*** SELECTED EXTRACT
Now, traditionally, classically, for the first one—and this is what I present in Wake Up To Your Life—you start going through everybody who’s died. So you can go through the civilizations of throughout history, and you see it doesn’t matter whether a civilization is ascending and things are getting better or, or things have really decayed and it’s an age of barbarism. Everybody dies. And it doesn’t matter, and so you can go through it that way.
You can go through it by thinking about, okay, all the really special people in the world, the really famous ones, the people who really stood out as different from everybody, you know: great politicians, great warriors, great writers, great artists, great leaders of one shape or another, great saints, really, truly virtuous people. Strange thing is, they all died too. And there’s one thing we know we’re not going to get from spiritual practice, [that] is eternal life, because all our role models died too. Though people did make up some fairly elaborate myths about them not dying.
One of the more disheartening experiences for me was when I attended Kalu Rinpoche’s funeral services in India. And the head of the tradition at that point gave a talk. And he said the same thing in both Tibetan and English so he wasn’t saying something special for Tibetans or something special for Westerners. And I quote: “Do not think that Kalu Rinpoche has died. Rather, think that he has simply gone into retreat for a while.” ’Cause his incarnation would be recognized, you see. And I went, “Oh, there it is.” I knew Rinpoche himself would never have said anything like that, you see. Dead, dead, done.
But that’s the mythology of Tibetan culture. And I’ll get into all kinds of trouble for putting that on tape and putting it out on the Internet, but there it goes. They can’t hurt me anymore. [Laughter.] And, I mean there’s just like, I heard that and I just went, “Wow, okay.” So, culture trumps teaching. Which is a very important point to remember. Social cohesion trumps spiritual practice all the time. And we see this in the institutional forms of all of the great religions.
******
*** DATASET CONTENT
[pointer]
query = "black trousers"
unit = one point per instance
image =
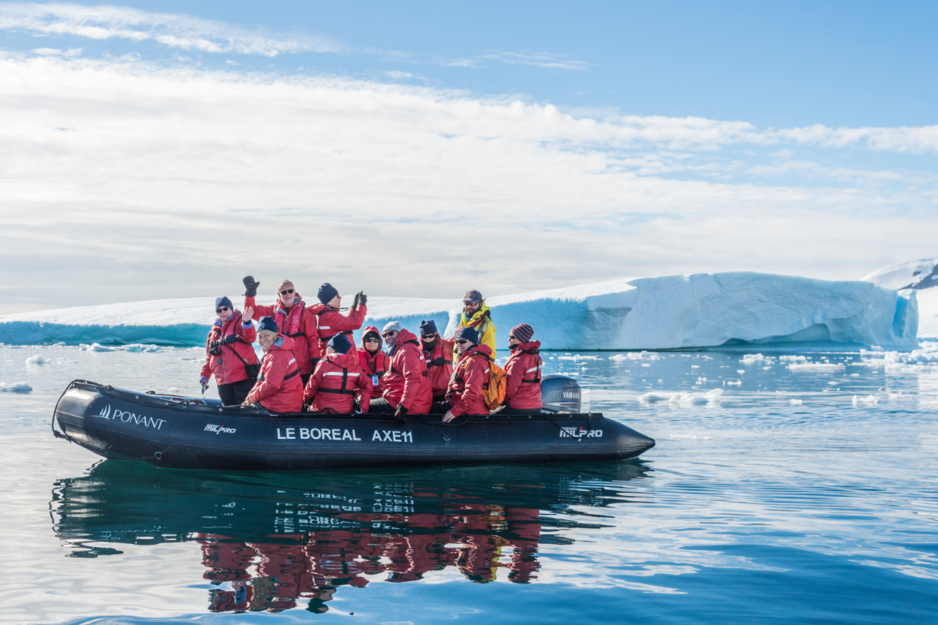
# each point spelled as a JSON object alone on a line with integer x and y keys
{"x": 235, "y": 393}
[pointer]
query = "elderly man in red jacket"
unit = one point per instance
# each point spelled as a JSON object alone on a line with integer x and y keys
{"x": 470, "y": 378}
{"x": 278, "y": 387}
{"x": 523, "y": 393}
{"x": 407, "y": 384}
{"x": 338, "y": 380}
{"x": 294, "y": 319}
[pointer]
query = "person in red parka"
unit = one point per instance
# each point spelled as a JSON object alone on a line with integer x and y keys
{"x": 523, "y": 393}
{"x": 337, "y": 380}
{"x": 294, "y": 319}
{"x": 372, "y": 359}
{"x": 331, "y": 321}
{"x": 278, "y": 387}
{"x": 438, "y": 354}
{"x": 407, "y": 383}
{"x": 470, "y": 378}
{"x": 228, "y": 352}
******
● ACTIVITY
Reproduce the passage from the talk on death above word for word, starting with "You can go through it by" and going on through "them not dying.".

● SOLUTION FOR THIS TASK
You can go through it by thinking about, okay, all the really special people in the world, the really famous ones, the people who really stood out as different from everybody, you know: great politicians, great warriors, great writers, great artists, great leaders of one shape or another, great saints, really, truly virtuous people. Strange thing is, they all died too. And there’s one thing we know we’re not going to get from spiritual practice, [that] is eternal life, because all our role models died too. Though people did make up some fairly elaborate myths about them not dying.